--- EXERCISE PROMPT ---
Word for word, transcribe the lines from the one containing "Target: limestone rock face" through the end of the entries, both included, and nothing else.

--- RECORDS FOR THE EXERCISE ---
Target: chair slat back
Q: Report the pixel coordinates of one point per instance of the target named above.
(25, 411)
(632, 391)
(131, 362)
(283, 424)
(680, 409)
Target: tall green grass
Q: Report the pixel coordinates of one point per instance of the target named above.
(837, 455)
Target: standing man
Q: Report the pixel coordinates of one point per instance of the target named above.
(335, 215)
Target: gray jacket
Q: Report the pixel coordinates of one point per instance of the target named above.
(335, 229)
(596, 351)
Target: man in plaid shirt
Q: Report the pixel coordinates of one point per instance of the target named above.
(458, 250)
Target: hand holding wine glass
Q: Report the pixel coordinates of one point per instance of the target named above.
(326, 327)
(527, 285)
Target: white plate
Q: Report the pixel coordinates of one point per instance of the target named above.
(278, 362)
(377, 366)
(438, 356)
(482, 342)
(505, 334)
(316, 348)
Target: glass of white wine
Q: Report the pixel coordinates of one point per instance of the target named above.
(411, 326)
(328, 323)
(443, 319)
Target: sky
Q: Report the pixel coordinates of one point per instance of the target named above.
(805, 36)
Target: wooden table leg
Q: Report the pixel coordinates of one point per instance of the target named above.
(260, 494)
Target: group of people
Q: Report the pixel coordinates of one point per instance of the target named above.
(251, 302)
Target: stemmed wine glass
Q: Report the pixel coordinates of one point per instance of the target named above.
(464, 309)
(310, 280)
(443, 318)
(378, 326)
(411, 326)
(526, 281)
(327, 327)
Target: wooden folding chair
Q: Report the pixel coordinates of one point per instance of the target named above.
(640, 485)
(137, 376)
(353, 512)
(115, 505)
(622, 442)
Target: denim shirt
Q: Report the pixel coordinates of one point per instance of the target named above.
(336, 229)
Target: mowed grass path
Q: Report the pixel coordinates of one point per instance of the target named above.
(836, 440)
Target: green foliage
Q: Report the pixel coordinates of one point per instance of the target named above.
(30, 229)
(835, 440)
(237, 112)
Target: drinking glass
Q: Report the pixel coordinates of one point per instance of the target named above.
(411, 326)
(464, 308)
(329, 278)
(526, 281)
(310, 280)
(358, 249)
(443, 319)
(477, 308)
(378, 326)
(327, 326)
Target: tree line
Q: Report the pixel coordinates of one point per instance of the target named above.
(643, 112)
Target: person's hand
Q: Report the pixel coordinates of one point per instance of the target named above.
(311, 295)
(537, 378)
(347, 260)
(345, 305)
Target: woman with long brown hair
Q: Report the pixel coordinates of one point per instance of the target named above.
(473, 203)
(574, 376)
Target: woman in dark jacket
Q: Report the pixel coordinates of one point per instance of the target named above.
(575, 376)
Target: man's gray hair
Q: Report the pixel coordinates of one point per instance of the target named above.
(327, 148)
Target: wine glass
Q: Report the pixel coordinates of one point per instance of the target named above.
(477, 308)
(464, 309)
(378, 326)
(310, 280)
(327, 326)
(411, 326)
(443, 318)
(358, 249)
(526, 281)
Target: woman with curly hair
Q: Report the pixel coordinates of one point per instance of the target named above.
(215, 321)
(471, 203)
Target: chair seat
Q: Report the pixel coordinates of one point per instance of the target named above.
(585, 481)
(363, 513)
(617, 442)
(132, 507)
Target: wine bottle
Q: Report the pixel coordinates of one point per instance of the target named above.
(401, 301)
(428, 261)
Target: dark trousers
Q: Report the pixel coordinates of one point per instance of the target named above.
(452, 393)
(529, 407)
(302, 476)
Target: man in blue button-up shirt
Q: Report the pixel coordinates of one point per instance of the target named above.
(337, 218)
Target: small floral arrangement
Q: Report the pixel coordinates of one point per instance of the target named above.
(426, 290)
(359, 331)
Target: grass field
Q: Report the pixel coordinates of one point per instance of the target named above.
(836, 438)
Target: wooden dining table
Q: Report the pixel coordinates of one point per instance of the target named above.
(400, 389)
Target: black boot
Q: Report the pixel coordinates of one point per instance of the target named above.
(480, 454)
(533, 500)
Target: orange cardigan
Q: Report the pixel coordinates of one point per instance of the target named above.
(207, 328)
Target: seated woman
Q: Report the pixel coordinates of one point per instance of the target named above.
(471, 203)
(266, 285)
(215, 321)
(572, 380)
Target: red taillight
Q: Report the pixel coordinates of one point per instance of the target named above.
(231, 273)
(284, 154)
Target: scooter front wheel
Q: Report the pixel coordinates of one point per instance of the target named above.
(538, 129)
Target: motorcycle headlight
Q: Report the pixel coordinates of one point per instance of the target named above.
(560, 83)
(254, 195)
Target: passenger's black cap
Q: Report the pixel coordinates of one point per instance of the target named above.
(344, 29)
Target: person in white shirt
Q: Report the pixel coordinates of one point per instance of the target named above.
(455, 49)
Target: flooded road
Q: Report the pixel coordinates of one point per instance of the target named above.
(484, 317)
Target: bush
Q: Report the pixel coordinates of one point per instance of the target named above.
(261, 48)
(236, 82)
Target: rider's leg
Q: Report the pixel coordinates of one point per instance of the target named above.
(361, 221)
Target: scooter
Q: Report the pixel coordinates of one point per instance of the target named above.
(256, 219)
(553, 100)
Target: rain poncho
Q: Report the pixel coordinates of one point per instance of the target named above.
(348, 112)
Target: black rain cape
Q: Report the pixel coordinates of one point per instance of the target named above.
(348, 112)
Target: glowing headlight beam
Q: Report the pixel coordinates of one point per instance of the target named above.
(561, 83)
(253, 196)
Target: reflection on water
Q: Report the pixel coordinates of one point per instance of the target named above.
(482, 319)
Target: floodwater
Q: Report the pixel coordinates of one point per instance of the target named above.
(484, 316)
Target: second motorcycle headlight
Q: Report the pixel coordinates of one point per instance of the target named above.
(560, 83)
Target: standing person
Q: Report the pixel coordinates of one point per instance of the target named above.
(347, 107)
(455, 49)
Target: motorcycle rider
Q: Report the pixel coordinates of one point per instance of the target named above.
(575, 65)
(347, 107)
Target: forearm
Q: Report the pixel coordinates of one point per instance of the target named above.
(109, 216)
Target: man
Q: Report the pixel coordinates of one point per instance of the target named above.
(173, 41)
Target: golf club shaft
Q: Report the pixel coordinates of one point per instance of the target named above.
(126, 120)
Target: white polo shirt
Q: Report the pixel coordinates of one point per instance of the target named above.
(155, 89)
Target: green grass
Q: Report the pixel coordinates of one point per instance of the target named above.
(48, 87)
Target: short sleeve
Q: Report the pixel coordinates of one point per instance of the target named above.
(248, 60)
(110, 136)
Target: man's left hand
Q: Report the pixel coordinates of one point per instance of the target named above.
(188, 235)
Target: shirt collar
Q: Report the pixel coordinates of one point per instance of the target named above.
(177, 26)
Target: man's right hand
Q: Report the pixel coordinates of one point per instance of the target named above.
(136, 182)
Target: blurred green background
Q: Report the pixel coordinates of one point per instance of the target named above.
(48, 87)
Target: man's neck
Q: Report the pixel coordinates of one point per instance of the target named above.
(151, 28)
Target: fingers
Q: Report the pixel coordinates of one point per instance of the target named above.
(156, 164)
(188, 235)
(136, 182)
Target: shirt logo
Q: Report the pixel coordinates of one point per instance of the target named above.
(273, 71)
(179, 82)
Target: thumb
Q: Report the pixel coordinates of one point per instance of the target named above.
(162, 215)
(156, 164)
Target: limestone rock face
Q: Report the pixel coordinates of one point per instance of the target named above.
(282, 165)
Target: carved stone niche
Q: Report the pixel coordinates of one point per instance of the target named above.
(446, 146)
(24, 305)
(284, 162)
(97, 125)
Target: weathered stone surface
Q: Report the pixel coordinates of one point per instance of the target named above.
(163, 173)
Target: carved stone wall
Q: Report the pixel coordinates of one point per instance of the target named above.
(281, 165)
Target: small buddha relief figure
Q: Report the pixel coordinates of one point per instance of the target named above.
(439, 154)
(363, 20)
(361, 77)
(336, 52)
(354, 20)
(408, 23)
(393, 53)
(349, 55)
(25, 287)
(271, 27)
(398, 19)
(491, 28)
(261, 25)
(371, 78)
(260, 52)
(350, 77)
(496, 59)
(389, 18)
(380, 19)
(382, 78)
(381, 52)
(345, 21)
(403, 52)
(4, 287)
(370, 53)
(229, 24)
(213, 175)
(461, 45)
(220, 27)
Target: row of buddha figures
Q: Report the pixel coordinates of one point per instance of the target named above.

--- OUTPUT FOR THIS EXERCISE ---
Target: limestone rock face
Q: Report the pixel coordinates of one point per instance of the target named above.
(282, 165)
Target: carved stone niche
Q: Report the pixel coordinates of one point per instance of the target named above.
(446, 146)
(24, 305)
(284, 162)
(97, 125)
Target: weathered stone surface
Q: Report the pixel coordinates of one point per instance of the target named above.
(163, 173)
Target: carved stone wall
Q: Report the pixel coordinates of one point per instance of the target named above.
(281, 165)
Target: small buddha relief figure
Q: Report the pixel coordinates of one point per instance of the target named above.
(439, 154)
(363, 20)
(361, 77)
(336, 52)
(354, 20)
(408, 23)
(393, 53)
(349, 55)
(25, 287)
(271, 27)
(398, 19)
(491, 28)
(261, 25)
(371, 78)
(260, 52)
(350, 77)
(496, 59)
(389, 18)
(380, 19)
(382, 78)
(381, 52)
(345, 21)
(403, 52)
(4, 287)
(370, 53)
(229, 24)
(213, 175)
(461, 45)
(220, 27)
Target: row of buddha figures
Q: Report the pixel coordinates of one point per instance of the target named above.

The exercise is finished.